**TASK GOAL:** Every entry must come back exactly as it was given.

**RECORDS FOR THE EXERCISE:**
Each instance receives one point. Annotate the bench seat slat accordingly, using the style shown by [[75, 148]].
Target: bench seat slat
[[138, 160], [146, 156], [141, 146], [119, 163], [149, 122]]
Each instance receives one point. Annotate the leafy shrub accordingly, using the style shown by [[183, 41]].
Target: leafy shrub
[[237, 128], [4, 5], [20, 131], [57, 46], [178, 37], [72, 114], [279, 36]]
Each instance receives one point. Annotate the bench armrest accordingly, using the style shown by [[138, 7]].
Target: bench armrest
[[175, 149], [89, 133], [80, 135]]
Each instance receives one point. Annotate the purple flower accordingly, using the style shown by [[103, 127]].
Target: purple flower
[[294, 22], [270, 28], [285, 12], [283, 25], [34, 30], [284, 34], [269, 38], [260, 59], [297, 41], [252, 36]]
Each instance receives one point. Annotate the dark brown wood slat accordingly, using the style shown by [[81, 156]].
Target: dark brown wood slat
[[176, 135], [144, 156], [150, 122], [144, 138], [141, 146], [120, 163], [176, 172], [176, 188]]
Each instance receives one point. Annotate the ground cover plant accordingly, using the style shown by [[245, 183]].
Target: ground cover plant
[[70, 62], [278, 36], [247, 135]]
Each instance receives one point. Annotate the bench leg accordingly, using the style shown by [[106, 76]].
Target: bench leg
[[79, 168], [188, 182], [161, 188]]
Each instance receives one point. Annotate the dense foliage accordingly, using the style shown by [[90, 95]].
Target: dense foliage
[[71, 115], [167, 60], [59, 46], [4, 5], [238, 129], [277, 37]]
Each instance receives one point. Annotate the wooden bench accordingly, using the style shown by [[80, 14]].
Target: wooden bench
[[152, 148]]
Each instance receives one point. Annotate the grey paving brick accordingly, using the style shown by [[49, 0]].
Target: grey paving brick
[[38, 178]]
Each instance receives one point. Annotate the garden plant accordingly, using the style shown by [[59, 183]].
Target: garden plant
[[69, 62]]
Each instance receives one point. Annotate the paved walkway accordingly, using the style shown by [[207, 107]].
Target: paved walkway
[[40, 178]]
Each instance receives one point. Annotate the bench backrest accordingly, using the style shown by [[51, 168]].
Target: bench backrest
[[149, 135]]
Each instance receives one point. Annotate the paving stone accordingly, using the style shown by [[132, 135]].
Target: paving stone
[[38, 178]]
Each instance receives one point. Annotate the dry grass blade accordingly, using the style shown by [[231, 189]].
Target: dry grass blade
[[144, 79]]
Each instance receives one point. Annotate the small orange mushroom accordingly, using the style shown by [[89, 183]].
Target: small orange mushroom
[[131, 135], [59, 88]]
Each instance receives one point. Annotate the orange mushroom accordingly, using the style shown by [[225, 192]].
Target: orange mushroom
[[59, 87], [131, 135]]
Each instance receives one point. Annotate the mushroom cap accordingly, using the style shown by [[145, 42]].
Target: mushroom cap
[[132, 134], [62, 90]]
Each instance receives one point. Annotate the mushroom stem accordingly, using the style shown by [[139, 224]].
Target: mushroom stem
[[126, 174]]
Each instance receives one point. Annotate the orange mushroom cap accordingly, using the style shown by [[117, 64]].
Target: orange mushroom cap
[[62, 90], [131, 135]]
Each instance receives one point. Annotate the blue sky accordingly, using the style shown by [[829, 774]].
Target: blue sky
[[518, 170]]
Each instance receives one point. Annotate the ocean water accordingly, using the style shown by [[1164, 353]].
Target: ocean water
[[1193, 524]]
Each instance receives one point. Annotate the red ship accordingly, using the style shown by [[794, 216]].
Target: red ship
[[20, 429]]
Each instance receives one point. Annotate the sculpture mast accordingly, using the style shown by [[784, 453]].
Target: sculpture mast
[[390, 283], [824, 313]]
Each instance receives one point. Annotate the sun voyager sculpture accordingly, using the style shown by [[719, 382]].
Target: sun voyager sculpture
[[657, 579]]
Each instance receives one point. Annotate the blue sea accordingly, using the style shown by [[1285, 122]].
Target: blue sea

**ANSWER TO THE EXERCISE:**
Each instance receives one point. Annotate the bench seat slat accordingly, using the style shown by [[75, 148]].
Target: bench seat slat
[[138, 160], [146, 156], [141, 146], [119, 163], [149, 122]]
Each instance receives one point. Annotate the leafy shrub accordingly, using the style shown by [[183, 41]].
Target: leafy shrub
[[237, 128], [4, 5], [20, 131], [57, 46], [178, 37], [72, 114], [279, 36]]
Each instance receives one point. Annotate the bench armrest accordingly, using the style shown by [[138, 7]].
Target: bench armrest
[[175, 149], [89, 133], [80, 135]]
Each instance receives one point. Annotate the purple flower accordingly, using the style shown by [[103, 127]].
Target: purple flower
[[294, 22], [270, 28], [285, 12], [283, 25], [34, 30], [284, 34], [269, 38], [260, 59], [297, 41], [252, 36]]
Each instance receives one point. Annotate the dark brown wood slat accordingly, using the style shown by [[81, 156]].
Target: dark brown wood slat
[[176, 135], [144, 156], [150, 122], [144, 138], [141, 146], [120, 163], [176, 172], [176, 188]]
Each instance receives one point. Annotate the ground cover plant accordingly, using the style shown by [[245, 183]].
Target: ground cover plant
[[70, 62], [278, 36], [247, 135]]
Each instance receives one point. Annotate the bench leg accordingly, using the style shown by [[106, 76]].
Target: bench leg
[[79, 168], [188, 182], [161, 188]]
Each instance receives one point. Annotate the dense foliage accordingly, using the style shown by [[90, 95]].
Target: dense foliage
[[71, 115], [167, 60], [59, 46], [4, 5], [238, 129], [277, 37]]
Each instance receives one point. Annotate the wooden bench accordingly, using the style shown by [[80, 14]].
Target: wooden bench
[[152, 148]]
Each instance receives one point. Annotate the grey paving brick accordingly, using the style shown by [[49, 0]].
Target: grey paving brick
[[38, 178]]
Each instance receives one point. Annotate the garden plant accordingly, using the style shown by [[59, 183]].
Target: garden plant
[[69, 62]]
Each instance receives one point. Annotate the paved walkway accordingly, using the style shown by [[207, 107]].
Target: paved walkway
[[40, 178]]
Each instance receives one point. Annotate the bench backrest accordingly, using the style shown by [[51, 168]].
Target: bench backrest
[[149, 135]]
Each instance receives one point. Annotate the paving stone accordingly, using the style shown by [[132, 135]].
Target: paving stone
[[38, 178]]
Each instance receives one point. Annotate the dry grass blade accordingly, using the style shown by [[231, 189]].
Target: dry grass blade
[[144, 79]]
Each instance receives one point. Annotate the small orange mushroom accordingly, using the style shown by [[89, 183]].
Target: small orange mushroom
[[131, 135], [59, 88]]
Each instance receives one point. Annotate the orange mushroom accordingly, using the style shown by [[225, 192]].
Target: orange mushroom
[[59, 87], [131, 135]]
Each instance receives one point. Annotate the mushroom cap accordingly, using the style shown by [[145, 42]].
Target: mushroom cap
[[132, 134], [62, 90]]
Each instance receives one point. Annotate the mushroom stem accordingly, using the style shown by [[139, 224]].
Target: mushroom stem
[[126, 174]]
Each instance receives one point. Annotate the orange mushroom cap accordingly, using the style shown by [[117, 64]].
Target: orange mushroom cap
[[62, 90], [131, 135]]
Each instance receives one point. Annotate the blue sky accordingly, using the style shown by [[829, 774]].
Target: blue sky
[[518, 170]]
Each instance receives one point. Annotate the ocean water accordingly, using the style shown by [[1164, 353]].
Target: ocean water
[[1193, 524]]
Each instance receives one point. Annotate the red ship accordingly, using the style shown by [[794, 216]].
Target: red ship
[[20, 429]]
Each instance receives one point. Annotate the sculpture mast accordingly, using the style shown by [[784, 453]].
Target: sculpture mast
[[390, 283], [824, 313]]
Each instance receives one point. Annotate the sun voyager sculpture accordingly, using the style shown by [[719, 382]].
Target: sun voyager sculpture
[[657, 579]]
Each instance receives one point. Annotate the blue sea accordingly, using the style shown by [[1285, 122]].
Target: blue sea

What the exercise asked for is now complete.